Work instruction — Every line in the records below with the string "house" is to be copied out.

___ Input for this task ___

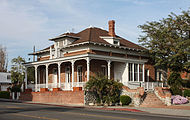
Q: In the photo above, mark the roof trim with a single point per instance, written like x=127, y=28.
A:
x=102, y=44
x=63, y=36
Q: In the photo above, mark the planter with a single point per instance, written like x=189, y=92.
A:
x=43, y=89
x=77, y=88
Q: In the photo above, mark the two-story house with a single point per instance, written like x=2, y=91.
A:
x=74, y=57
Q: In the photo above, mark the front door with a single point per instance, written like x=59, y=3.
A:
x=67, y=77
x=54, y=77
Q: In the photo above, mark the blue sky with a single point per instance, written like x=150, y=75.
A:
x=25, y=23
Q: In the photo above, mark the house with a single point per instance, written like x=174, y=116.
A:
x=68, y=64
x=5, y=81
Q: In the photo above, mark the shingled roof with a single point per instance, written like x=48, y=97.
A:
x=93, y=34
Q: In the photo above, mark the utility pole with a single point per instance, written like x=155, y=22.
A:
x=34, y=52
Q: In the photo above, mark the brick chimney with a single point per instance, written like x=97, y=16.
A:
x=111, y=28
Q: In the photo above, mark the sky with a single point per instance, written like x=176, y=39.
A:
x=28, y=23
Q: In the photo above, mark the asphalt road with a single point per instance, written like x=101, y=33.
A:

___
___ Input for this task ___

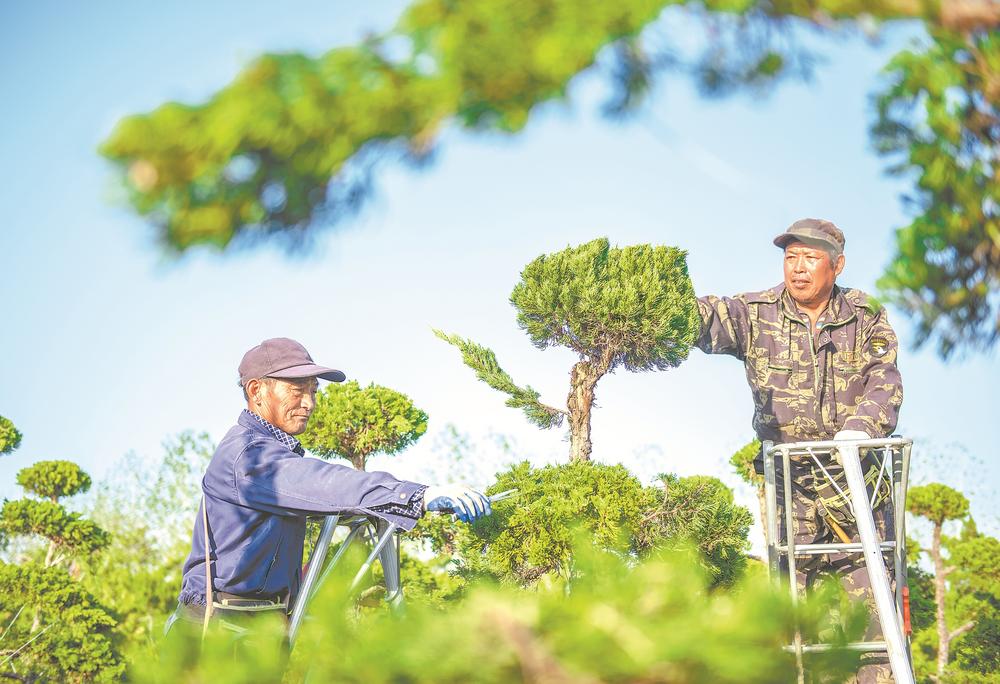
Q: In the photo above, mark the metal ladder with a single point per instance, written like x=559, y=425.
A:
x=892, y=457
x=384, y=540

___

Solution to the exercise —
Q: In the photo above, mark the two-story house with a single point per instance, written like x=2, y=91.
Q: In the photo above, mark the house with a single point per instance, written like x=174, y=116.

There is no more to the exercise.